Göreviniz :: Lütfen aşağıdaki milli birlik yazısında "Şimdilerde bölücülüğe ve" ile başlayıp "güzel değil mi?" ile biten bölümü harfi harfine yazın.

Metin parçası ::
Milli birliğe açılalım
Milli birliğe açılalım
Çok eski olmayan bir geçmişte, Marksist-Leninist ve kimileri de ayrıca maoist olan bizim şimdiki liberal aydınlarımızın basında oluşturdukları kasırgalar karşısında yazmak kolay değil ama yine de yazmalıyım.
Şimdilerde bölücülüğe ve etnik ırkçılığa ve terörcülere destek olmak yükselen değer… Bölgeci ve bölücü ırkçılığı övmek liberalliğin gereği…
Türkiye’de yaşayanların tamamının yararına ve çıkarına olan millet bütünlüğünü savunmanın adı ise ‘hâkim millet milliyetçiliği’ ne güzel değil mi?
Ve ne günlere geldik ey Gazi Paşa!..
Ya da Gazi Hünkar!..
Bir süre önce İstanbul’da bir inşaat işçisi ile yarenlik yapıyorduk. Konumuz Müslümanlıktı ve konuştuğum yurttaşımız dindar bir kırmanç genciydi. Uzaktan bize bakan arkadaşını da çağırmasını söyledim. “Abi bırak onu, o Kürtçü…” dedi… “Kürtçü ne demek” dedim. “Dinsizdir…” dedi.

Kayıtlar ::
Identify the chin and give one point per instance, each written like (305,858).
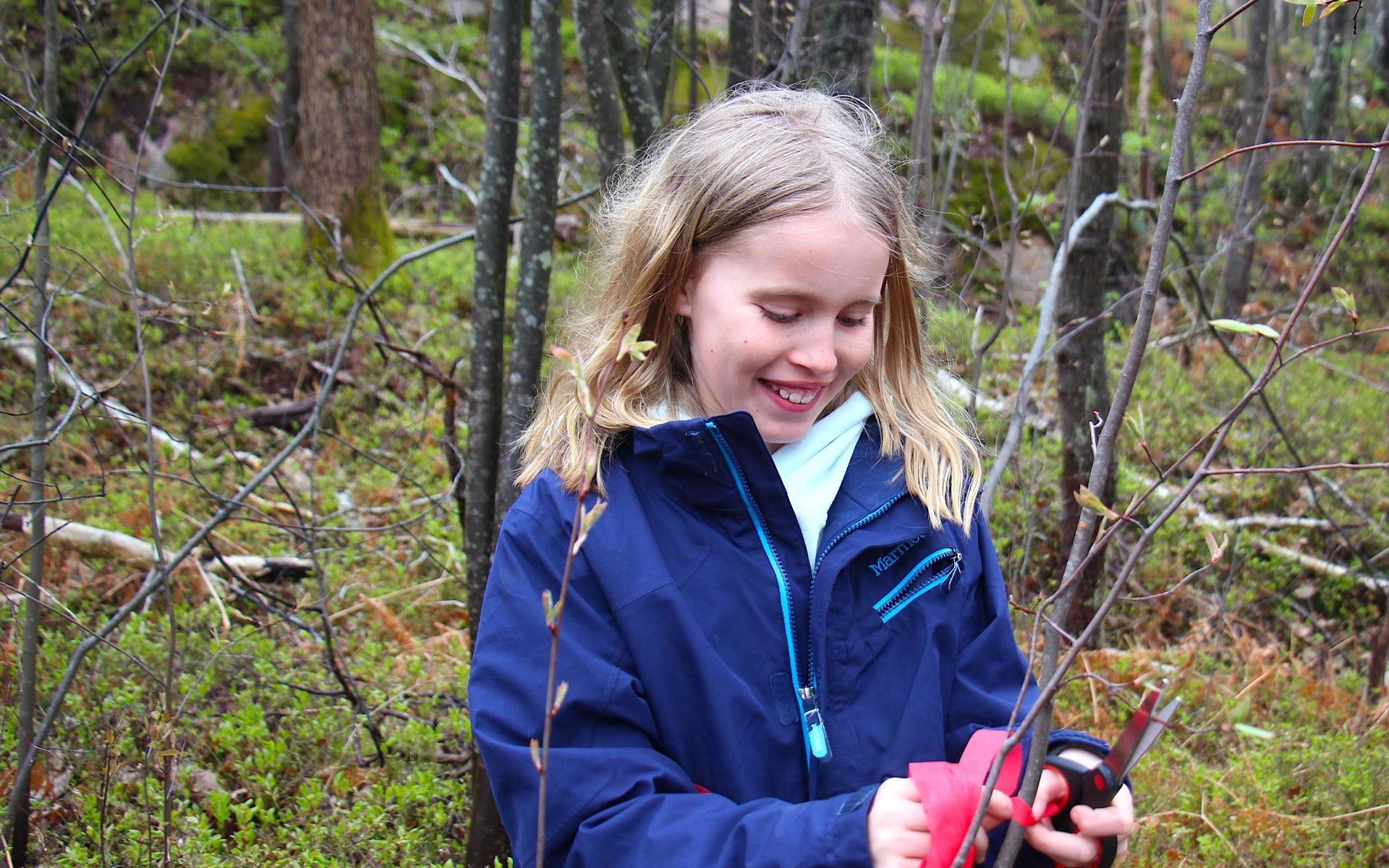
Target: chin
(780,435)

--

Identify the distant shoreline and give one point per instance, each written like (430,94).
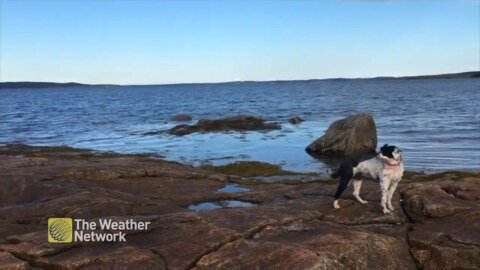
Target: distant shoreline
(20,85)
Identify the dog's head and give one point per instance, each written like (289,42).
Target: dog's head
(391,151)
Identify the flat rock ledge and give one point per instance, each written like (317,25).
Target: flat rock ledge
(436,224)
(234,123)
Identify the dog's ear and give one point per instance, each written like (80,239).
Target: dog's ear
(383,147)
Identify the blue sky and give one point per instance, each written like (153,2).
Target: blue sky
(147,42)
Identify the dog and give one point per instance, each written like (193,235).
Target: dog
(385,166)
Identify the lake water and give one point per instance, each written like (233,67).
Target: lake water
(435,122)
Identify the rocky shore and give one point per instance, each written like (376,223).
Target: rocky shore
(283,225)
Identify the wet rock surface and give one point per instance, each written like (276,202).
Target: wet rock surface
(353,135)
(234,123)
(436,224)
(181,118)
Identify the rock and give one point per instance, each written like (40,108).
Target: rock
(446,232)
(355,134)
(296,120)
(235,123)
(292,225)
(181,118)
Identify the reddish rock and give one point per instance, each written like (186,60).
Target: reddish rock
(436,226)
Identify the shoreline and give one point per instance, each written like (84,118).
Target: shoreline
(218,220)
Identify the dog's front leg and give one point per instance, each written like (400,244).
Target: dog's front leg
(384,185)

---

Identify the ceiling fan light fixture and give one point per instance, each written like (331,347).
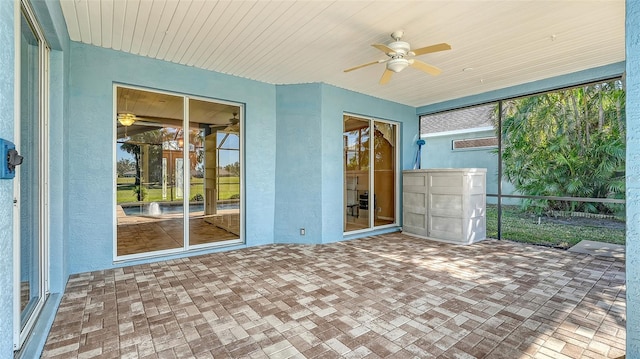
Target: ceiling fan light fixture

Alıştırma sonucu ::
Şimdilerde bölücülüğe ve etnik ırkçılığa ve terörcülere destek olmak yükselen değer… Bölgeci ve bölücü ırkçılığı övmek liberalliğin gereği…
Türkiye’de yaşayanların tamamının yararına ve çıkarına olan millet bütünlüğünü savunmanın adı ise ‘hâkim millet milliyetçiliği’ ne güzel değil mi?